- Set exercise:
Display every line of the data below that contains the word "jacket", treating uppercase and lowercase letters as different.

- Information given:
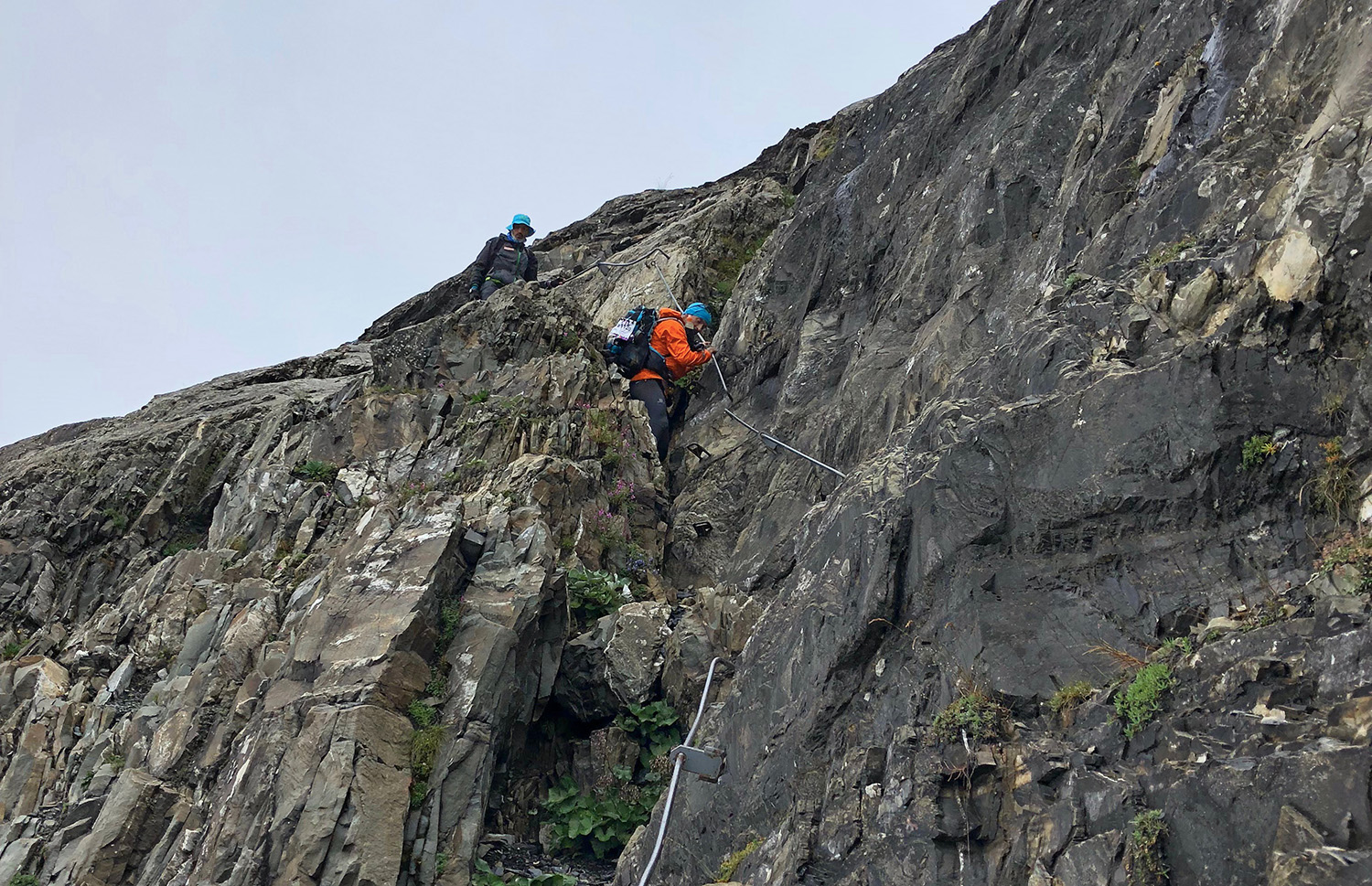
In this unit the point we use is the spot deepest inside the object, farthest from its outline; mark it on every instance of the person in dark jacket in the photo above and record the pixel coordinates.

---

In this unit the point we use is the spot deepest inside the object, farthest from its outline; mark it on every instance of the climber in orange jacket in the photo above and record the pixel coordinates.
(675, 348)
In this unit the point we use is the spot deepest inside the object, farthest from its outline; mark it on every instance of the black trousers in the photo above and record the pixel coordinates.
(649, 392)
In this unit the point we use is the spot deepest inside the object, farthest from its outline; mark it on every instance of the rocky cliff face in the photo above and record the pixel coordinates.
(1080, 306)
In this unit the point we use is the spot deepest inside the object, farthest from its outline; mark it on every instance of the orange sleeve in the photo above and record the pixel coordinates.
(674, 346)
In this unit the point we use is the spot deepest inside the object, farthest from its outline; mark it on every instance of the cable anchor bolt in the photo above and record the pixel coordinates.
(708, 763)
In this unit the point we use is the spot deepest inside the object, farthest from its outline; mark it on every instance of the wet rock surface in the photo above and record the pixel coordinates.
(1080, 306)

- Solution to the problem:
In this unit the point we use is the spot deepest inside the object, farthest from its outline; mark it on every instance of the person in dark jacket in the photo above and record the pixel coordinates.
In this unit the point we use is the spot deepest inside the object, farthest from its outline; mark it on every instance of the climber in orange jacket in the photo above and record the pixel coordinates.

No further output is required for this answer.